• Trecho:
Julieta é mais uma mãe de Almodóvar

por Marcelo Seabra

Depois de escrever e dirigir uma série de filmes instigantes, Pedro Almodóvar acostumou mal seu público, que passou a esperar sempre brilhantismo. Mas, como outros colegas igualmente prolíficos, não dá para ser gênio todo ano. Depois de alguns trabalhos questionáveis, o espanhol lança agora Julieta (2016), um estudo de personagem que retoma alguns de seus temas favoritos, dentre eles, o principal: a mulher.

A Julieta do título é uma mulher amargurada devido ao sumiço da filha há mais de uma década. E o grande problema é que não há nada que indique crime, pelo contrário: a filha optou por deixar a mãe e não dar mais notícias. A trilha à Hitchcock e a construção da atmosfera deixam no ar uma dúvida, mas tudo leva a crer que foi opção mesmo. E Julieta parece estar resignada, o que muda quando ela tem notícias de que a filha está viva, bem e até tem filhos. A referência à tragédia não para no cineasta inglês, passa pela escritora Patricia Highsmith e o famoso trem de Pacto Sinistro, pela literatura clássica grega e até pela imagem do mar, responsável por tantas desgraças.

• Tarefa a: Identifique todas as linhas abaixo que contêm a palavra "glass" e copie-as integralmente.

• Dados do exercício:
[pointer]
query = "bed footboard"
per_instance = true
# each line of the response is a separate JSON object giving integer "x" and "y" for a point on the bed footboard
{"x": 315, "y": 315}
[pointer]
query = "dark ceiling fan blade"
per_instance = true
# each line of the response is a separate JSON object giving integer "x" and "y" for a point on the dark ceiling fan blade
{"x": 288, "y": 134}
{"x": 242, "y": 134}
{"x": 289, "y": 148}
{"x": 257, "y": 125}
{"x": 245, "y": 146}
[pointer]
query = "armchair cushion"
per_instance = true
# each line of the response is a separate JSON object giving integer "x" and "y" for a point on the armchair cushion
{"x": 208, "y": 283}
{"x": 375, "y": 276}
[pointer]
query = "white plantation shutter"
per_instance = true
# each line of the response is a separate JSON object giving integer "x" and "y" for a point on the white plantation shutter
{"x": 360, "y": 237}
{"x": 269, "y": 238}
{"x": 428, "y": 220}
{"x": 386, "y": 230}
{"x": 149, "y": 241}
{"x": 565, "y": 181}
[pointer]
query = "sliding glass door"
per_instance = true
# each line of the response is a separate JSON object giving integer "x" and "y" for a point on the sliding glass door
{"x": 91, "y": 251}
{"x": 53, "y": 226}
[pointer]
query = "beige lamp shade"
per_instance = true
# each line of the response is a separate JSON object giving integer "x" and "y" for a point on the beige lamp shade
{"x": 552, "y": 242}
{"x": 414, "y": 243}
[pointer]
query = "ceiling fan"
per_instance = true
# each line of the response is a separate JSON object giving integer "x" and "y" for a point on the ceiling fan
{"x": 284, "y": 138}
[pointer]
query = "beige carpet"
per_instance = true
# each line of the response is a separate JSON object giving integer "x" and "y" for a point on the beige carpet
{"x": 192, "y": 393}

• Tarefa b: De acordo com a crítica sobre Julieta, qual é o principal tema retomado por Almodóvar nesse filme?

• Solução a:
query = "sliding glass door"
# each line of the response is a separate JSON object giving integer "x" and "y" for a point on the sliding glass door

• Solução b: A mulher.